**Selected extract**
A genetic blood test could help doctors to predict the risk women have of developing breast cancer in the future, claims a study published today in the journal Cancer Research.
The research found that that molecular or ‘epigenetic’ changes in a gene can be associated with breast cancer risk and can be detected many years before breast cancer develops.
Researchers at Imperial College London, who were funded by the Breast Cancer Campaign, said their findings could have important implications for predicting risk in other cancers including lymphoma and leukaemia.
The team of researchers studied samples from 1,380 women of various ages to test the effect of a molecular process called methylation on ATM genes within white blood cells. Of those women, 640 went on to develop breast cancer.
They found that of the 1,380 women tested, those with the highest amount of methylation were twice as likely to get breast cancer as women with the lowest amount on one area of a gene called ATM.
The blood tests were carried out on average three years before diagnosis and in some cases up to 11 years before and the authors believe it means a predictive test for breast cancer could be developed.

**Problem to solve**
Answer these questions using the article on the breast cancer blood test:
(a) In which journal was the study published?
(b) Of the women studied, how many went on to develop breast cancer?
(c) In some cases, up to how many years before diagnosis were the blood tests carried out?
This data comes from a separate source.

(Dataset records)
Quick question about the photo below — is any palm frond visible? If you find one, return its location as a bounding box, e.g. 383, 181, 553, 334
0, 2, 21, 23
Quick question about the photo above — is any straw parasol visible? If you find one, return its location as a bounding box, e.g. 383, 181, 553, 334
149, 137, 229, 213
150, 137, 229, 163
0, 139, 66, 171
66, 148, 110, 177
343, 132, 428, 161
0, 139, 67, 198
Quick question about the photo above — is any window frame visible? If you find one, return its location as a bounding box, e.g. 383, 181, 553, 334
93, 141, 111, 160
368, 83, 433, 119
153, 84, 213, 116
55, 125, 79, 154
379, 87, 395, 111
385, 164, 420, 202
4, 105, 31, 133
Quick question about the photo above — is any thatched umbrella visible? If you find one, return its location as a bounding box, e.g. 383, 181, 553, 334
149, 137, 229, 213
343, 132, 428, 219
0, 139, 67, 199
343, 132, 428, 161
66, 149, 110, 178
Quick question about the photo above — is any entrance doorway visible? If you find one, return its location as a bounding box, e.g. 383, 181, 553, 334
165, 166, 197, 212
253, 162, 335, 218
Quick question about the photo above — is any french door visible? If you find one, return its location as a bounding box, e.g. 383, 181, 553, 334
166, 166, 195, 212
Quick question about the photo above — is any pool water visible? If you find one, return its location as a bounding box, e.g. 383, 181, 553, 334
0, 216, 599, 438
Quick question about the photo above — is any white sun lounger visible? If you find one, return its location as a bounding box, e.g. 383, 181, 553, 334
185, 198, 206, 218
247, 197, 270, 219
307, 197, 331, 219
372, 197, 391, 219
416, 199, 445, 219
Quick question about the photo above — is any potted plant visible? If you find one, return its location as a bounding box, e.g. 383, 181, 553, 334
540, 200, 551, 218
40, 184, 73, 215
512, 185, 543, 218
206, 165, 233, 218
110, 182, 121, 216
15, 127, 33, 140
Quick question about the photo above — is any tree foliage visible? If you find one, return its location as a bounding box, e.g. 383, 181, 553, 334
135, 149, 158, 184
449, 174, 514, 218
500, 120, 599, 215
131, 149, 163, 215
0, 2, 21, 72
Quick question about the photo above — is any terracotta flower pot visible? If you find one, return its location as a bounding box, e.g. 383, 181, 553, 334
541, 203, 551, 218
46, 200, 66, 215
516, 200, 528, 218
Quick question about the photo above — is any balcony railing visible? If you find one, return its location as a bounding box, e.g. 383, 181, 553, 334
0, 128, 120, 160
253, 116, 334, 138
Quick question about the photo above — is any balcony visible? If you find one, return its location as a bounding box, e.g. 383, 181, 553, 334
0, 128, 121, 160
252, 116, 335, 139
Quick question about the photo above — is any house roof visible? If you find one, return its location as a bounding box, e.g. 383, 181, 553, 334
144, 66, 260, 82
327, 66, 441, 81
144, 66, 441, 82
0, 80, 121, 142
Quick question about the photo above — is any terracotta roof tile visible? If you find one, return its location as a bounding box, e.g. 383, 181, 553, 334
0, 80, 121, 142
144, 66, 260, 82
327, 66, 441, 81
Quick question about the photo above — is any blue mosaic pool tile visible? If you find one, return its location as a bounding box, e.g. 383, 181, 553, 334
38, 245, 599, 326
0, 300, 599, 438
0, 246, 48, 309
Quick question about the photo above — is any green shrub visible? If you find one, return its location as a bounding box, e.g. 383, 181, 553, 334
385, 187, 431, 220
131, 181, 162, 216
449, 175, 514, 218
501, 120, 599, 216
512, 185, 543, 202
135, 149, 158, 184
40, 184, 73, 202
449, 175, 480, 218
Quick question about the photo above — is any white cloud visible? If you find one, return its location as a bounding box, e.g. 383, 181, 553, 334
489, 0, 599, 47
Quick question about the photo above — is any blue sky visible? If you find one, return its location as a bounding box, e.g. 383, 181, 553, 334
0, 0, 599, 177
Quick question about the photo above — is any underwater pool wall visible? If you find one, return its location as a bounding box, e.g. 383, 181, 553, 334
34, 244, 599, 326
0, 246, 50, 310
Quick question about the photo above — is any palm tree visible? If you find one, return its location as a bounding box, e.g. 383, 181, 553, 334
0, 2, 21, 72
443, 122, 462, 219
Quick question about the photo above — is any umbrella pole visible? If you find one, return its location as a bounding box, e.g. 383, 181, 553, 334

**Reply to the exercise**
(a) Cancer Research
(b) 640
(c) 11 years